## Work request A
In the article on color-changing condoms, rewrite the passage starting at "The team of" and ending at "in a statement.", substituting "pupils" for "students".
## Work request B
State whether each statement agrees with the article on color-changing condoms. Answer yes or no, and quote the article's deciding words. (i) The three students who proposed the design were all under 15. (ii) Public Health England figures showed almost 440,000 STI diagnoses in 2014. (iii) The students came from a school in Manchester.
## Work request C
Write the next part of the article on color-changing condoms, continuing after its final sentence.

## Selected passage
Dezeen Magazine

Colourful condoms

Colour-changing condoms proposed to detect sexual infection

A group of UK schoolchildren has won an award for a conceptual condom design that would change colour when it comes into contact with a sexually transmitted infection.

Daanyaal Ali, Muaz Nawaz and Chirag Shah – all under the age of 15 – proposed a condom embedded with chemical indicators that would react to bacteria that causes infections such as chlamydia and syphilis.

When a specific bacterial strain is detected, the condom would change colour to warn those at risk of the threat.

Sexually transmitted infections (STIs) are passed from one person to another through unprotected sex or genital contact. Official figures from Public Health England showed that almost 440,000 people were diagnosed with an STI in the country in 2014.

The team of students from Isaac Newton Academy in Ilford, Essex, came up with their S.T.EYE condom to help reduce the number of cases.

"We created the S.T.EYE as a new way for STI detection to help the future of the next generation," said Ali in a statement.

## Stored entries
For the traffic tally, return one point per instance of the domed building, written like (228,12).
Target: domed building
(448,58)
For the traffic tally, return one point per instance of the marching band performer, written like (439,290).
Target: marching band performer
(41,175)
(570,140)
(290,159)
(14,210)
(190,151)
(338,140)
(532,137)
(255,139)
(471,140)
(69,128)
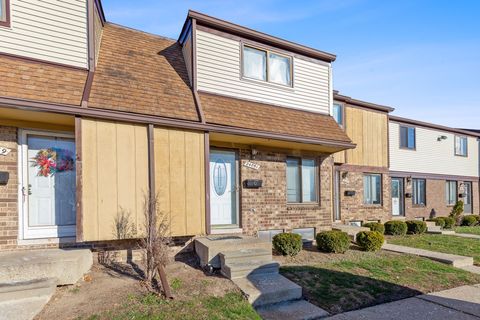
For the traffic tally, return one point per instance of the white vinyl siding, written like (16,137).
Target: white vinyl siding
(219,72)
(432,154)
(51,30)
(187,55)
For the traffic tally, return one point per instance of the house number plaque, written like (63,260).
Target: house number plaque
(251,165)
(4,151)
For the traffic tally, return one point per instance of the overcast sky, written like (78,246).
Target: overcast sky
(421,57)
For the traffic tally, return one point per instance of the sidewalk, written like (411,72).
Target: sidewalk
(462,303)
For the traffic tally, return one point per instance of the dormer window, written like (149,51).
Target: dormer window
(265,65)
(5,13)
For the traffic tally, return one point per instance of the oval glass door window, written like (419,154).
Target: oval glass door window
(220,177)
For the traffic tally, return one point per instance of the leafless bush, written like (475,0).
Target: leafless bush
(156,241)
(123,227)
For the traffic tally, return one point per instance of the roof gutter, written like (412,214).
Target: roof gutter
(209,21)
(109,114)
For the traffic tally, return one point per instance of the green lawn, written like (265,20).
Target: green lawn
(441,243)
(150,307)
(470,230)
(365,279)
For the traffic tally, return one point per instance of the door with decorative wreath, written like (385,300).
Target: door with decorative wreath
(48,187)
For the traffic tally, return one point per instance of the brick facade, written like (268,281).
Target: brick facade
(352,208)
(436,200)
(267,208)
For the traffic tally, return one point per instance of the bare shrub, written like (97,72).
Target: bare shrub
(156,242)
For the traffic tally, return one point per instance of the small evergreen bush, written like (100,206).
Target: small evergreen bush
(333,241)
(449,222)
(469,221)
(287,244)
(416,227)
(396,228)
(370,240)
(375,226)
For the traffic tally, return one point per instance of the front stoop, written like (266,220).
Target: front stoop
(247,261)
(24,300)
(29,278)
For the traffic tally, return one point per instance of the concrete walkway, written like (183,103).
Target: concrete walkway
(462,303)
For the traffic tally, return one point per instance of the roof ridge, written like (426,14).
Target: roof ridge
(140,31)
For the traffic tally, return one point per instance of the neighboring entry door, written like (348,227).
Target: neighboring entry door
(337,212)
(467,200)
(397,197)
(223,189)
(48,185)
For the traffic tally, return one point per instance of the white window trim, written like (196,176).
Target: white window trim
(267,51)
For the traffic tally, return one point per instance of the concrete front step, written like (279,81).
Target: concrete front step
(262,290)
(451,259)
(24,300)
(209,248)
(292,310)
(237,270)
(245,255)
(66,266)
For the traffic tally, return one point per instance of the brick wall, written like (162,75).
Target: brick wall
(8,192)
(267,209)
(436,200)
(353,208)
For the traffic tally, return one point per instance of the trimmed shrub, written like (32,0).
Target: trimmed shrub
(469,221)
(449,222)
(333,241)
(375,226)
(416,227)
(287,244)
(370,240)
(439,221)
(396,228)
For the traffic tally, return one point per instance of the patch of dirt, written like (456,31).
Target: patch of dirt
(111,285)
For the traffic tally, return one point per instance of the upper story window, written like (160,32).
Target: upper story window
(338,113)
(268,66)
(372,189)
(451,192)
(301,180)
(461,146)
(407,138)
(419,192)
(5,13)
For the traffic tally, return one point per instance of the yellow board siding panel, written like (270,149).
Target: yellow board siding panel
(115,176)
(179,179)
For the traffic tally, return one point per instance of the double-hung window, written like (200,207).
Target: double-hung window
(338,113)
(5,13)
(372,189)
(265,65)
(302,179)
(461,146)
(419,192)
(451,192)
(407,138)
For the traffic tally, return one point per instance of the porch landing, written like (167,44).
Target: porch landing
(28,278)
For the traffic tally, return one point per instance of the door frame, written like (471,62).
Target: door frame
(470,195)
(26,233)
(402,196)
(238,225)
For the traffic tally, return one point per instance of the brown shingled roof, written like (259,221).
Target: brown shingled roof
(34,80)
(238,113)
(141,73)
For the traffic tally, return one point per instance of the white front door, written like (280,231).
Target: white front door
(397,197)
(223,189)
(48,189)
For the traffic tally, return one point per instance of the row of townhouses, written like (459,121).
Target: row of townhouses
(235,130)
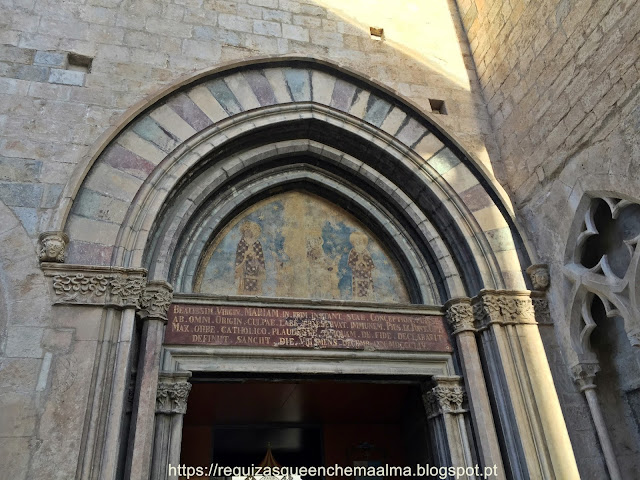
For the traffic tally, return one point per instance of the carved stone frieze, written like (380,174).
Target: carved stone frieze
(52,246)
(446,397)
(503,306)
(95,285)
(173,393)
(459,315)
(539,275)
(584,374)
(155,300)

--

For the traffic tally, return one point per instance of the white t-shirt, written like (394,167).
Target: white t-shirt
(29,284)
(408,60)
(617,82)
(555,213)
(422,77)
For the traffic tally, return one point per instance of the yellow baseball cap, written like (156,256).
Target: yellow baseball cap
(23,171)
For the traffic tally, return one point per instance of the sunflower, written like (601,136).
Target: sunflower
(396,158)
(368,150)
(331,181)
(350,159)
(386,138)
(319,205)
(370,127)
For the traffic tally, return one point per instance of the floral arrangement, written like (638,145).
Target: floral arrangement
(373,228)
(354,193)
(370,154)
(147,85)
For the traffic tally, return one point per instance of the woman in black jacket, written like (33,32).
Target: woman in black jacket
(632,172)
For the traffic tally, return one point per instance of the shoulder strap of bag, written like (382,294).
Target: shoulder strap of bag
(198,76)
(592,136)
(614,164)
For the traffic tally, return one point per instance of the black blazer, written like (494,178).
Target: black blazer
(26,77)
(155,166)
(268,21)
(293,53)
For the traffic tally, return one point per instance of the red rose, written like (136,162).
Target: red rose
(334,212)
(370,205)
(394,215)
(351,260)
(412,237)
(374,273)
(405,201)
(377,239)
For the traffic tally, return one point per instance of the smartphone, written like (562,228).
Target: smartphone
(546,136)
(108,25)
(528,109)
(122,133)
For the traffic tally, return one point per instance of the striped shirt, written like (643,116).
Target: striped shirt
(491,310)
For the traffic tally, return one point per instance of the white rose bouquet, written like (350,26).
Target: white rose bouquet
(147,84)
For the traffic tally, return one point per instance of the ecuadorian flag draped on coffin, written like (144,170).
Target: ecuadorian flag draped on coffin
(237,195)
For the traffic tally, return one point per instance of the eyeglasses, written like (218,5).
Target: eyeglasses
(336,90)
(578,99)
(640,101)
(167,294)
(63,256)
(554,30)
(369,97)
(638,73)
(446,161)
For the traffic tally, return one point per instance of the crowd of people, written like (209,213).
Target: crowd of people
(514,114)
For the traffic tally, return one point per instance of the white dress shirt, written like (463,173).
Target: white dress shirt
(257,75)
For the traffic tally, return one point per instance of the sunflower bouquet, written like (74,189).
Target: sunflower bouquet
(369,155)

---

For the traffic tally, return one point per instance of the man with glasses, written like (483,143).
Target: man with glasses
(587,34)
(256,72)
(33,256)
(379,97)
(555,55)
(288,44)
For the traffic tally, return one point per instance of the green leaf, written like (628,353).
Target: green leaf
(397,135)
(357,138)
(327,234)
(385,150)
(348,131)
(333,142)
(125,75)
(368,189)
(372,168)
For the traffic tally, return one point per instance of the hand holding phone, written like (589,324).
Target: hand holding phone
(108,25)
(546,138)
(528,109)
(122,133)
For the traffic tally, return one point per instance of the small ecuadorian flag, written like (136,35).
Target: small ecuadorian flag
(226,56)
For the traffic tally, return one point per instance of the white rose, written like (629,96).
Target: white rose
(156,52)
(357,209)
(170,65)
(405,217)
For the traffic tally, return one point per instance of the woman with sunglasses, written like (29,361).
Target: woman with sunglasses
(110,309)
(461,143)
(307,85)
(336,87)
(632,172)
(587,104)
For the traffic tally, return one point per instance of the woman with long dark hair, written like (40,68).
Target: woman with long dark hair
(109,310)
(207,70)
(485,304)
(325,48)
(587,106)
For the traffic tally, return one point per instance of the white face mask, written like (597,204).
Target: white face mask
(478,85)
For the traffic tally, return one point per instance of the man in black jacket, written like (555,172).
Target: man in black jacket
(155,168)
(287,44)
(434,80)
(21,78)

## Written answer A
The team of pupils from Isaac Newton Academy in Ilford, Essex, came up with their S.T.EYE condom to help reduce the number of cases.

"We created the S.T.EYE as a new way for STI detection to help the future of the next generation," said Ali in a statement.

## Written answer B
(i) Yes: "all under the age of 15"
(ii) Yes: "Official figures from Public Health England showed that almost 440,000 people were diagnosed with an STI in the country in 2014."
(iii) No: "Isaac Newton Academy in Ilford, Essex"

## Written answer C
"We wanted to make something that made detecting harmful STIs safer than ever before, so that people can take immediate action in the privacy of their own homes without the often-scary procedures at the doctors. We've made sure we're able to give peace of mind to users and let people act even more responsibly than ever before."

Ali, Nawaz and Shah won the healthcare category and a £1,000 prize at this year's TeenTech Awards for the S.T.EYE concept. The trio has reportedly been approached by a condom manufacturer interested in the idea.

Although the schoolchildren haven't gone into detail about how condoms would change colour, chemists have already developed biosensors that change colour when bacteria is detected in water samples and discovered nanoparticles that fluoresce when multiplying bacteria are present.

The latex condom was first introduced in the 1920s, when it surpassed the hand-dipped rubber sheathes used previously because it was both easier to produce and more comfortable to wear.

It is now thought that combining latex with new ultra-thin material graphene could create condoms that are "thinner, stronger, safer and more pleasurable", according to scientists working with the carbon-based material.

Designers have come up with a variety of other ideas for improving contraception, including a condom wrapper that can be opened with a simple finger-clicking action and an open-source, intrauterine device made using a one-cent coin.

A condom applicator designed to help AIDS prevention was named the Most Beautiful Object in South Africa in 2007.